++++ Texto de lectura ++++
A fines de abril llegó el momento de la operación. Mientras acaricia su panza y siente los movimientos de su bebé, recuerda que fue quizás el día más duro de su vida. Tenía mucho miedo. Lo que más temía era no despertar nunca más, o que su bebé se viera afectado.
Después de las seis horas que duró la cirugía, Marina se despertó asustada y tuvo un ataque de asma. Preguntaba por su bebé. “Hasta que no me hicieron una ecografía y me dijeron que estaba bien no me tranquilicé”, confiesa.
En ese estudio, además, por primera vez el bebé se dejó ver y entonces se enteró de que esperaba una nena, a la que piensa llamar Dulce Aitana. La fecha de parto es para el 15 de septiembre, cuenta la mamá durante el primer control que se realiza después de haber recibido el alta en el Padilla. Luego de la operación también estuvo unos días internada en la Maternidad.
++++ Listado ++++
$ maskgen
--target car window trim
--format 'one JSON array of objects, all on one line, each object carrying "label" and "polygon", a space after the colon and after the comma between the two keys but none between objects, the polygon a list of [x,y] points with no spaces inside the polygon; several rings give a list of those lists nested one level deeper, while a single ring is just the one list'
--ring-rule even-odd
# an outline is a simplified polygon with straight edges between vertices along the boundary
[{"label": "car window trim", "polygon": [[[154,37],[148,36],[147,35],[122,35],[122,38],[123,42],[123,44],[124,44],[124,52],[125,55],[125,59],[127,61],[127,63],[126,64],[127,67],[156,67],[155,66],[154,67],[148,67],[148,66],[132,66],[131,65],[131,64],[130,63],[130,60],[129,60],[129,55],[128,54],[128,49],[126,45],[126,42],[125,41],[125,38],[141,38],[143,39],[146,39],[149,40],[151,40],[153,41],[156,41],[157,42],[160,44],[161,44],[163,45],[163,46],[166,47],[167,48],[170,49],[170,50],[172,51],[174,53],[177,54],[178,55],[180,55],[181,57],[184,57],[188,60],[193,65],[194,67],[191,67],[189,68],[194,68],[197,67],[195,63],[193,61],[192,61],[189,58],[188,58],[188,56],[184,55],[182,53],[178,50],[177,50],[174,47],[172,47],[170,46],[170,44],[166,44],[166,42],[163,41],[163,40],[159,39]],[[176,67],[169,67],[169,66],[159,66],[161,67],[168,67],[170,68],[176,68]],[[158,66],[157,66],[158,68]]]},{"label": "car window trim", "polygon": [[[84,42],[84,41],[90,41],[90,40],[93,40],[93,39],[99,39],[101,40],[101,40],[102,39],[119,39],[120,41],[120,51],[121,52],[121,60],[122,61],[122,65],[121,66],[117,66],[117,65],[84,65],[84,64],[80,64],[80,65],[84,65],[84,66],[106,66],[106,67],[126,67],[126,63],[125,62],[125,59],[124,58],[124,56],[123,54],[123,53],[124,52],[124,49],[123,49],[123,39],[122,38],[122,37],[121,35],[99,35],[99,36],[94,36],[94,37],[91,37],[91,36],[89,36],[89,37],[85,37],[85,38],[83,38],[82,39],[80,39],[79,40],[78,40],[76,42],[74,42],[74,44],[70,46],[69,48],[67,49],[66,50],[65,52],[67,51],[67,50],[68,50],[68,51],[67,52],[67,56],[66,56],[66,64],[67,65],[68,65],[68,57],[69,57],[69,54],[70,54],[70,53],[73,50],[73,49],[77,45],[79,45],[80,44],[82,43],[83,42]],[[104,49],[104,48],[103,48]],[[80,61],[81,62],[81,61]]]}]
++++
» Tareas a realizar
(1) En la nota sobre la operación de Marina, transcribe literalmente todo lo que va desde "Después de las" hasta "en la Maternidad.".
(2) Según la nota sobre la operación de Marina, ¿cuántas horas duró la cirugía?
(3) Continúa la nota sobre la operación de Marina a partir de su última oración.
No es necesario consultar el listado.

» Respuestas esperadas
(1)
Después de las seis horas que duró la cirugía, Marina se despertó asustada y tuvo un ataque de asma. Preguntaba por su bebé. “Hasta que no me hicieron una ecografía y me dijeron que estaba bien no me tranquilicé”, confiesa.
En ese estudio, además, por primera vez el bebé se dejó ver y entonces se enteró de que esperaba una nena, a la que piensa llamar Dulce Aitana. La fecha de parto es para el 15 de septiembre, cuenta la mamá durante el primer control que se realiza después de haber recibido el alta en el Padilla. Luego de la operación también estuvo unos días internada en la Maternidad.

(2) Seis horas.

(3)
De a poco Marina siente que va mejorando la visión y se ilusiona con la llegada de su bebé, a quien le piensa dedicar todo su tiempo. Lo peor, lo que jamás alguien esperaría, ya pasó. Nadie quiere estar embarazada y que le digan que tiene un tumor, reconoce. “Pero por suerte todo salió bien”, resume con una sonrisa escondida detrás de su barbijo.
En la base del cerebro
Un adenoma hipofisario es un tumor localizado en la hipófisis, una glándula de pequeño tamaño que está situada en la base del cerebro y que produce una gran cantidad de hormonas que ayudan a regular funciones importantes, como el crecimiento, la presión arterial y la reproducción.
El jefe de Servicio de Neurocirugía del Padilla, Álvaro Campero, contó que el tumor que presentaba Marina, en el contexto de su embarazo, probablemente había crecido de golpe y eso generó el déficit severísimo de la visión, de un ojo prácticamente ciego y del otro casi sin ver, según describió.
“Estábamos ante una urgencia, pero también teníamos que ser cautos a la hora de indicar un procedimiento en una paciente embarazada porque hay riesgos, y en este caso riesgo por dos: la mamá y el bebé. Operar era la única opción, ya que el tumor era enorme y sin la cirugía seguramente quedaba ciega y eso iba a ser irreversible. Era una situación extrema”, apuntó Campero.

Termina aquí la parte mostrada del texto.